**REQUEST:** Locate every line in the listing below that contains the word "blurred", and copy each of those lines. Matching is case-sensitive.

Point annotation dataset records

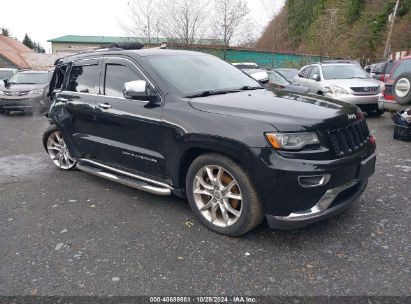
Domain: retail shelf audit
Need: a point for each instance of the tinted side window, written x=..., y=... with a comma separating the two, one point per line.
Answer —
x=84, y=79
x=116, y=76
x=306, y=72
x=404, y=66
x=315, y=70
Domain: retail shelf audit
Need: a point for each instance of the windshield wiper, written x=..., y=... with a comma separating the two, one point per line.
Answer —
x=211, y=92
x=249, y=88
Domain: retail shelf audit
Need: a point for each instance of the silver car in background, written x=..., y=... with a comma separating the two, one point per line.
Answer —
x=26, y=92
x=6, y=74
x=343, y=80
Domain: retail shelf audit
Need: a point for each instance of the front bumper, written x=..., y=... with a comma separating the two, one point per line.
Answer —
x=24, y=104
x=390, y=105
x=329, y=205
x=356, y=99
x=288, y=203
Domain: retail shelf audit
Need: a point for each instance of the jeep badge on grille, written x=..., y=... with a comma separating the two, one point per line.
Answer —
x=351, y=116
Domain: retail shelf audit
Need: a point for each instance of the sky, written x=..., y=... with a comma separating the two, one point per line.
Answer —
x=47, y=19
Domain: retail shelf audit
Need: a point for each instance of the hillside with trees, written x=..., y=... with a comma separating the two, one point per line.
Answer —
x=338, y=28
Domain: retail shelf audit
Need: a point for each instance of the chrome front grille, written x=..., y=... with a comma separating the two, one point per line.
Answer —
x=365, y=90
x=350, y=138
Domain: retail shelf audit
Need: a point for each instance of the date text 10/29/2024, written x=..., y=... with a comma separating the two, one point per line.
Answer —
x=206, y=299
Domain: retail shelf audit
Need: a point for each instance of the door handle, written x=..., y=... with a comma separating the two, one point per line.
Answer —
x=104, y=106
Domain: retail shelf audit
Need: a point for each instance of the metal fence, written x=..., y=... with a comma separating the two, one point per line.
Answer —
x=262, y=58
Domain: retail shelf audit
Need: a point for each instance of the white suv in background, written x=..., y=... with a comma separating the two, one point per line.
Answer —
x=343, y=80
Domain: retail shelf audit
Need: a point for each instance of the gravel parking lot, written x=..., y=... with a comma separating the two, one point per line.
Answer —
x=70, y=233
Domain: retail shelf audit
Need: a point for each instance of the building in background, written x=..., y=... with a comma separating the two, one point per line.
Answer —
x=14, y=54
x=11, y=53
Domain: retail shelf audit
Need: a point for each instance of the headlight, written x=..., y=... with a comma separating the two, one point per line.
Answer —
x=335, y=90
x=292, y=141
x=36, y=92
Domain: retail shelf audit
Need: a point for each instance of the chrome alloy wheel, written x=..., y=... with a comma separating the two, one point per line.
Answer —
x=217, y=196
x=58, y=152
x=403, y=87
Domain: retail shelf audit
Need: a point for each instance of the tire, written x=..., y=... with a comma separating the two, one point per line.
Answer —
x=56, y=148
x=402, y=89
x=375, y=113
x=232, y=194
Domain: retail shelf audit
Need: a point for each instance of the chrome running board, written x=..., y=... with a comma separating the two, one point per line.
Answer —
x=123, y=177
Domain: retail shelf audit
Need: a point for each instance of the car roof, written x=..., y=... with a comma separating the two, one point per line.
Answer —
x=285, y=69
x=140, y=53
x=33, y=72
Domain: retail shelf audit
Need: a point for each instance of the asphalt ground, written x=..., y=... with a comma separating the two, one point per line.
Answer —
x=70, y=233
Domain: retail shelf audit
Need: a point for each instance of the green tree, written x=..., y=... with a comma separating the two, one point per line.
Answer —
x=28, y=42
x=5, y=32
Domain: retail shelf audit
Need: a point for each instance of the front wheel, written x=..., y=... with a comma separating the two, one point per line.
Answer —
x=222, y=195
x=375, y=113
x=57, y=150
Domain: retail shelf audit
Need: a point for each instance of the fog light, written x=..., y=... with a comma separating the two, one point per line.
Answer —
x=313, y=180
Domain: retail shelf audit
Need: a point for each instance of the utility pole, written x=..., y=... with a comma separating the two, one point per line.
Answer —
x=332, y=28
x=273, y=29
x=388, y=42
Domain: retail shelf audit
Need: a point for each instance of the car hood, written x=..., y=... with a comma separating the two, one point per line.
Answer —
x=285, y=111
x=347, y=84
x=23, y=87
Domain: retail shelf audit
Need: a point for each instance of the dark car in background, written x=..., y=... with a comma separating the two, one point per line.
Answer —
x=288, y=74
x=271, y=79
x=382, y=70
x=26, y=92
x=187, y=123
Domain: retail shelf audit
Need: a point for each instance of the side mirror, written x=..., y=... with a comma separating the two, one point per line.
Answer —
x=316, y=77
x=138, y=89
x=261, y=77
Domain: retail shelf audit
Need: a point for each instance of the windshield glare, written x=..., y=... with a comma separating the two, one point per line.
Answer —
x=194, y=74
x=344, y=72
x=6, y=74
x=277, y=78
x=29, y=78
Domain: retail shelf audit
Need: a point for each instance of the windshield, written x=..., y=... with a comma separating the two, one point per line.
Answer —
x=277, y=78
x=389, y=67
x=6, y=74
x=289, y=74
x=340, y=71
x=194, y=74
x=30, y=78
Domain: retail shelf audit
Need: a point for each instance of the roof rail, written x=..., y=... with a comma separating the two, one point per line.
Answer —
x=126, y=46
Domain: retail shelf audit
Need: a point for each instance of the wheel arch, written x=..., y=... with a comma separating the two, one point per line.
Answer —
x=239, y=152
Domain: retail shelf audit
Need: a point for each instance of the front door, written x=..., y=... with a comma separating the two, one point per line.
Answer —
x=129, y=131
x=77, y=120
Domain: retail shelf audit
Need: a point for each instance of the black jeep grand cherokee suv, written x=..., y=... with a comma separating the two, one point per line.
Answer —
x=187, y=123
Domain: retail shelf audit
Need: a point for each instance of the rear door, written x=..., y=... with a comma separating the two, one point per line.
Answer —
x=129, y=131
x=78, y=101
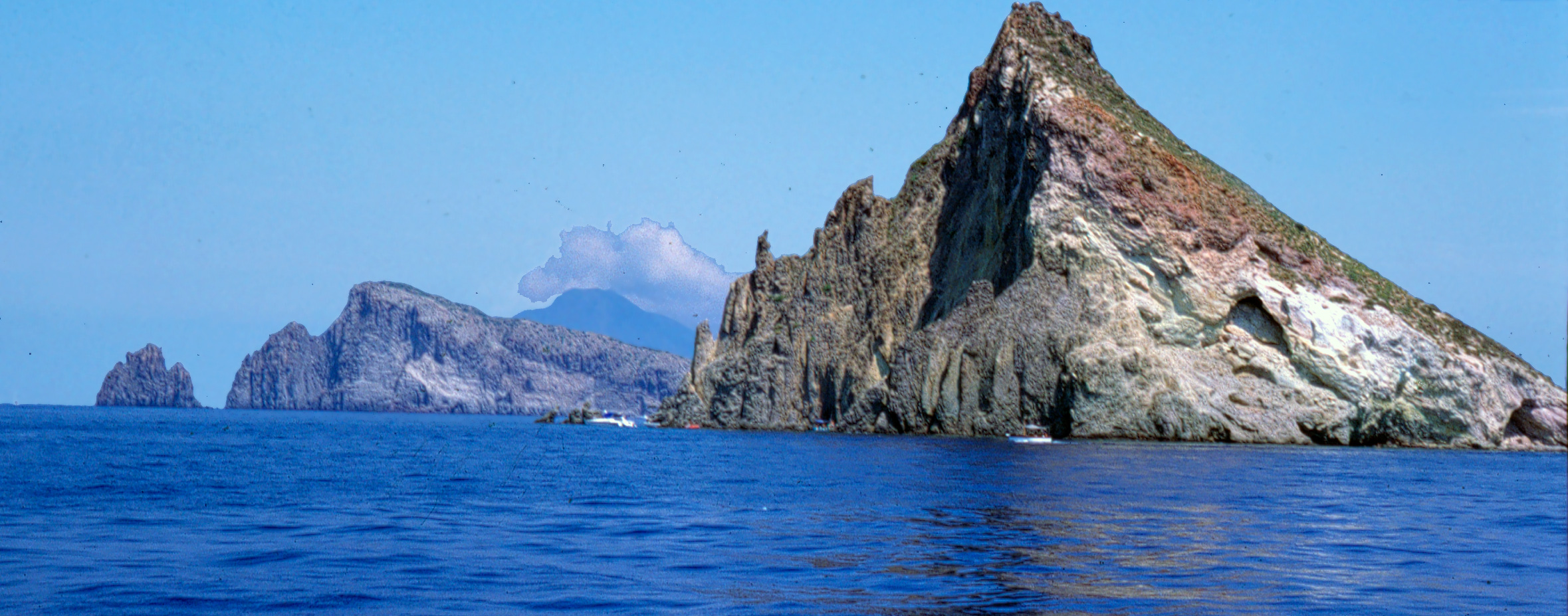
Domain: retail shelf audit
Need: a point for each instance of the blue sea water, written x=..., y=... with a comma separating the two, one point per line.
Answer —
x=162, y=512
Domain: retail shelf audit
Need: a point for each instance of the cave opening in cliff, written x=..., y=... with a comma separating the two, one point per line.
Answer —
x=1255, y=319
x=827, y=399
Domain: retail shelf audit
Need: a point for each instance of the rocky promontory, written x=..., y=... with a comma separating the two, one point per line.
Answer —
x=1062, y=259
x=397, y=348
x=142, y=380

...

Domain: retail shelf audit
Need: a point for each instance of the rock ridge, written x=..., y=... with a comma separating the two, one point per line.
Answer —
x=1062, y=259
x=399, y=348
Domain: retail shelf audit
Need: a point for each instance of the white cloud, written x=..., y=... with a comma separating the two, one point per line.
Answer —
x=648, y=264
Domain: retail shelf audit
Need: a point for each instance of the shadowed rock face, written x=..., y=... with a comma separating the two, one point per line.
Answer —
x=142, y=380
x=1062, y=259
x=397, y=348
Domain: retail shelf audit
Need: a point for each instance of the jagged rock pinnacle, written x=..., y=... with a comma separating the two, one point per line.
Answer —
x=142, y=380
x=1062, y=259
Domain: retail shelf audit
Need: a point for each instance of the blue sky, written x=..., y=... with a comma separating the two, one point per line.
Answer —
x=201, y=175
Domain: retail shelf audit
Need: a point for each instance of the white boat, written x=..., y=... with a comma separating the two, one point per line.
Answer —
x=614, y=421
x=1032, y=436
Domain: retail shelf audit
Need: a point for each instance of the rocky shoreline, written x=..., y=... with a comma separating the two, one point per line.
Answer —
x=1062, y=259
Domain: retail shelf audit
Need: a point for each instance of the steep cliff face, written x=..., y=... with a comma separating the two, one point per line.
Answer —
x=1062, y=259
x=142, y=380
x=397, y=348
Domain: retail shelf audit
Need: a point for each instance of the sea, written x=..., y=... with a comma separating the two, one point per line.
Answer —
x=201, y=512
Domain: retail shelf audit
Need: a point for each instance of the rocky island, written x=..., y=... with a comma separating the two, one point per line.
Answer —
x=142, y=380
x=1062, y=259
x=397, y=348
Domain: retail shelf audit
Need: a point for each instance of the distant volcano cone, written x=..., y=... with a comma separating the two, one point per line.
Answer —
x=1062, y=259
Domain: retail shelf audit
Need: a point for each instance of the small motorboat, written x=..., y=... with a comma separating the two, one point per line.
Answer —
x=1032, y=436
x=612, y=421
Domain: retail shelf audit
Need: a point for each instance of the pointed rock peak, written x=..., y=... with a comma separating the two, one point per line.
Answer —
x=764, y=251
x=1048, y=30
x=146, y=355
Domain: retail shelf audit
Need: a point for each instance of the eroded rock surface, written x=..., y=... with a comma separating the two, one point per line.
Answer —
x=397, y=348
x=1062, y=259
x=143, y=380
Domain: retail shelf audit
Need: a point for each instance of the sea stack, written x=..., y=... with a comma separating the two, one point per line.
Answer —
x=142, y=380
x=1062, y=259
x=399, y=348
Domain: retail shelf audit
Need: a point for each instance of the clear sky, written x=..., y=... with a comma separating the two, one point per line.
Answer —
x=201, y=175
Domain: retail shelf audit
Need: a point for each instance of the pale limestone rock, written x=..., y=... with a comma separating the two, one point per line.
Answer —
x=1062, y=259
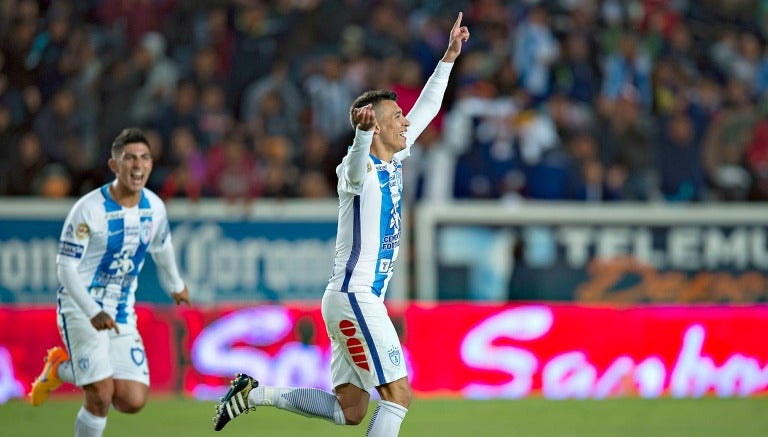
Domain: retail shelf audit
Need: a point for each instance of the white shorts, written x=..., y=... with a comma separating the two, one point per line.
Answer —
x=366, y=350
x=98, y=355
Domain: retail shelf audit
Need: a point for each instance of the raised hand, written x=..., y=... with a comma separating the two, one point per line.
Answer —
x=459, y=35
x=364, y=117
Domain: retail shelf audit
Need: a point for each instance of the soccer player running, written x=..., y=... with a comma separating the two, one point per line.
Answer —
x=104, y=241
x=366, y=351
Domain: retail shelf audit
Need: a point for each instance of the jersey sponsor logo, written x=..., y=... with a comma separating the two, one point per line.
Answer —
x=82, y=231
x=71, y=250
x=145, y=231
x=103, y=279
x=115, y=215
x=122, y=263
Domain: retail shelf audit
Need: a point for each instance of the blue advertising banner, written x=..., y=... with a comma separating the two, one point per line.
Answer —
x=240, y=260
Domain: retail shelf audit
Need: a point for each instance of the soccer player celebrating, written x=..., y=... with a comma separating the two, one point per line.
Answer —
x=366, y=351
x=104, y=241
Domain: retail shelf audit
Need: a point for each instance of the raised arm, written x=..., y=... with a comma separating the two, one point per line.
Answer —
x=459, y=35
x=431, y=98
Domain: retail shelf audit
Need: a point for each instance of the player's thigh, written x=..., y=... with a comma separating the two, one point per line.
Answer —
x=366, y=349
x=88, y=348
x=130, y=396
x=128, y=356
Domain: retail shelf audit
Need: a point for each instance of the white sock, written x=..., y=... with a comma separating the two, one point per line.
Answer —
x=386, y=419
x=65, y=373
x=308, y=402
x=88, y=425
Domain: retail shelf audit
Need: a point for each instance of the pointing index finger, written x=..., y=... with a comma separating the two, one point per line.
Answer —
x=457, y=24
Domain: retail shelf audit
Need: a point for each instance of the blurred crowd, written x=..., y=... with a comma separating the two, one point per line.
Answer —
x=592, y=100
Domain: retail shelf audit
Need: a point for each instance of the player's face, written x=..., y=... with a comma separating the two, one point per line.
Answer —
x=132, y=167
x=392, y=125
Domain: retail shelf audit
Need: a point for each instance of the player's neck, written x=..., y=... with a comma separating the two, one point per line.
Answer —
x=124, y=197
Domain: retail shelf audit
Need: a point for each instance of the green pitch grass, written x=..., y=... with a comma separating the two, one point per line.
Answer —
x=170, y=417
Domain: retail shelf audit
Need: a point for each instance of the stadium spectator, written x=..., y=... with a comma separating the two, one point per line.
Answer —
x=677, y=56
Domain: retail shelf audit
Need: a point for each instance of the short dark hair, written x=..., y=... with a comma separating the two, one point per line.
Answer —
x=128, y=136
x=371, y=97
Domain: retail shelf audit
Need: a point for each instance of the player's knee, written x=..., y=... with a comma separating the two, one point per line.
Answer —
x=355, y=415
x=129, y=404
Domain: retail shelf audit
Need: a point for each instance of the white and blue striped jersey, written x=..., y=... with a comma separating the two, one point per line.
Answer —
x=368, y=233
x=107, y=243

* * *

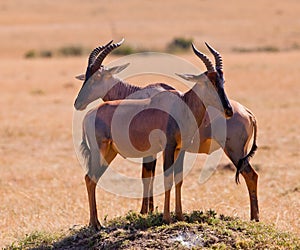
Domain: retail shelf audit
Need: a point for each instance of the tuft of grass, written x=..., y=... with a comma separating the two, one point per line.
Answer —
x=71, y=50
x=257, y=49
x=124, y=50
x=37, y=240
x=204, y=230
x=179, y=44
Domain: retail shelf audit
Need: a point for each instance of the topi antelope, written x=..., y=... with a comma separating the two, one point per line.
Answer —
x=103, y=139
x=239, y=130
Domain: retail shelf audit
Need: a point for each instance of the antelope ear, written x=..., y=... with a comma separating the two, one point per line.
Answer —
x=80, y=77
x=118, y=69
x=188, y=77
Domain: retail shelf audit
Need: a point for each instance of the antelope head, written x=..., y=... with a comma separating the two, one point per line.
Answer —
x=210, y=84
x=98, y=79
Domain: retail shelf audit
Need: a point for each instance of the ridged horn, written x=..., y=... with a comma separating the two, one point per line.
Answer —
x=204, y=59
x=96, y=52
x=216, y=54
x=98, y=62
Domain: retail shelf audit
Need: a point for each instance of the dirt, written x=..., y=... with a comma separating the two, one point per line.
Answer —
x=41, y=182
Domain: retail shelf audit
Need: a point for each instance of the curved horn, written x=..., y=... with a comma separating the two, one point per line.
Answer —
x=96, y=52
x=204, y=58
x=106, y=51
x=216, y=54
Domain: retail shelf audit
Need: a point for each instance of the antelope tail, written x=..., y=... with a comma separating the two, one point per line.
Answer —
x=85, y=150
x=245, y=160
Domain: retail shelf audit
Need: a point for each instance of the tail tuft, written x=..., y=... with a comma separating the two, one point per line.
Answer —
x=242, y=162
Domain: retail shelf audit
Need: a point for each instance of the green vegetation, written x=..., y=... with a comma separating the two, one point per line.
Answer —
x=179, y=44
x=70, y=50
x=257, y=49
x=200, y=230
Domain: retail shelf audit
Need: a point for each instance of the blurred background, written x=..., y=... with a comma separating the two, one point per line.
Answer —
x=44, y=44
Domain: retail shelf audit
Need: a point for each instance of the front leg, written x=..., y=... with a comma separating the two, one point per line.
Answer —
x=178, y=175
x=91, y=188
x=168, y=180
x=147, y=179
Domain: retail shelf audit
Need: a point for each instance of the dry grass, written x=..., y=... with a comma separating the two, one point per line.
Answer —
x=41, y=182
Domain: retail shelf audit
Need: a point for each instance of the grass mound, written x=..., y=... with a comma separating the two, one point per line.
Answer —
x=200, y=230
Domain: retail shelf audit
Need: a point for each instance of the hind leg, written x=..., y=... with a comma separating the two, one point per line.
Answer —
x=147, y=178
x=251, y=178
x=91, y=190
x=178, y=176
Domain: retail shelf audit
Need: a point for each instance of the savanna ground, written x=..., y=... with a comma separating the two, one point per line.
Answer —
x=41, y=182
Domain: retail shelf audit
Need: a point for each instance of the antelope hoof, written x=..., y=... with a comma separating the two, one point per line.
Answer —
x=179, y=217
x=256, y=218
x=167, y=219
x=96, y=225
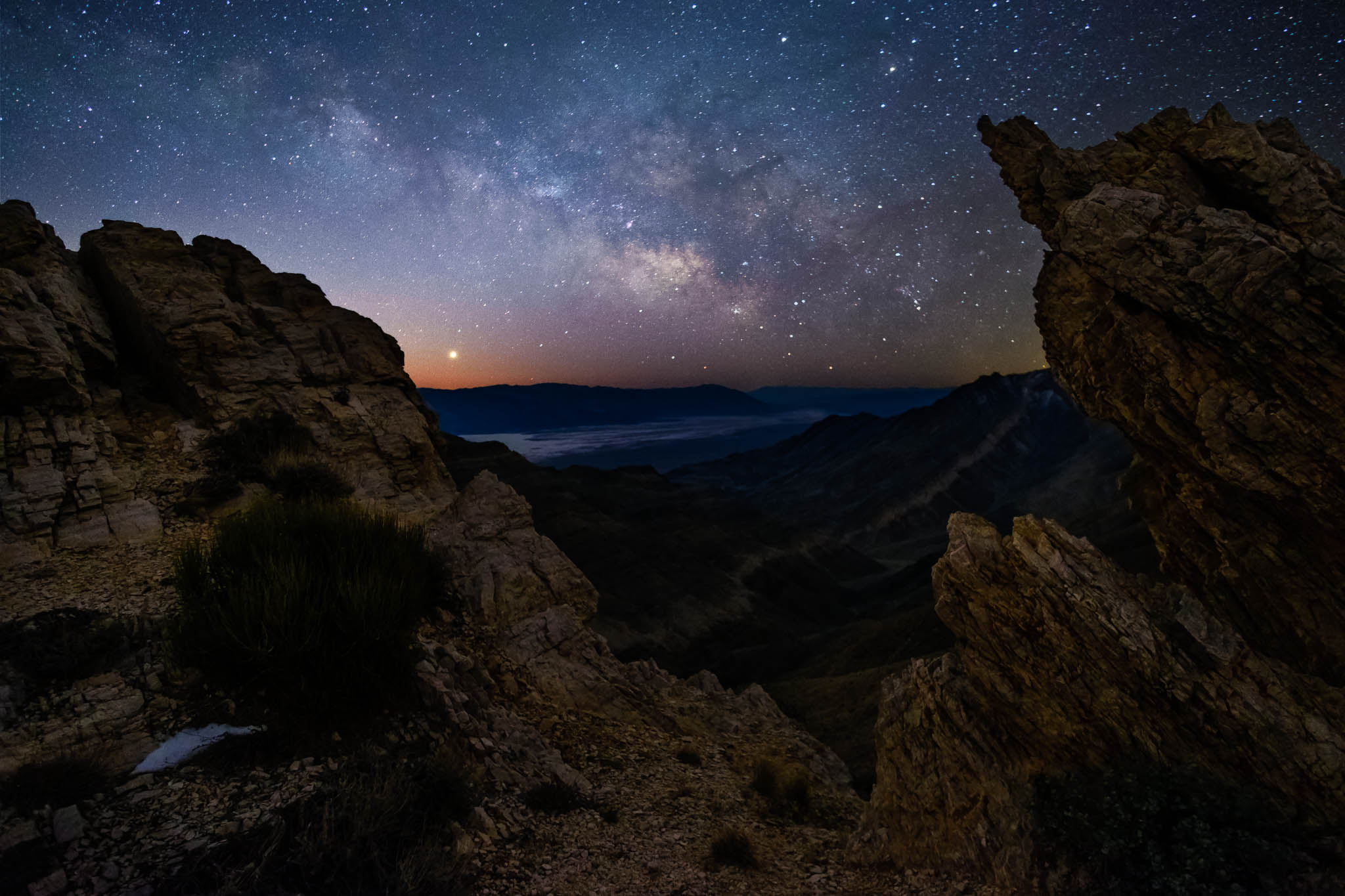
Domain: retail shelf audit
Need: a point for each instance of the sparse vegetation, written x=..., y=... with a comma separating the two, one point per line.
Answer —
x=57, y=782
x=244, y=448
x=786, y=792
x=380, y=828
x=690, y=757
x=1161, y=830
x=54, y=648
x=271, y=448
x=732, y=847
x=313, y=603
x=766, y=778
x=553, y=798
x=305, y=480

**TASK ANSWER:**
Need: a point for each instance of the blurred crowd, written x=..., y=... with a comma separating the two, one point per line.
Need: a point for each instance of the blurred background, written x=..., y=... with a comma separating the two, one point per line.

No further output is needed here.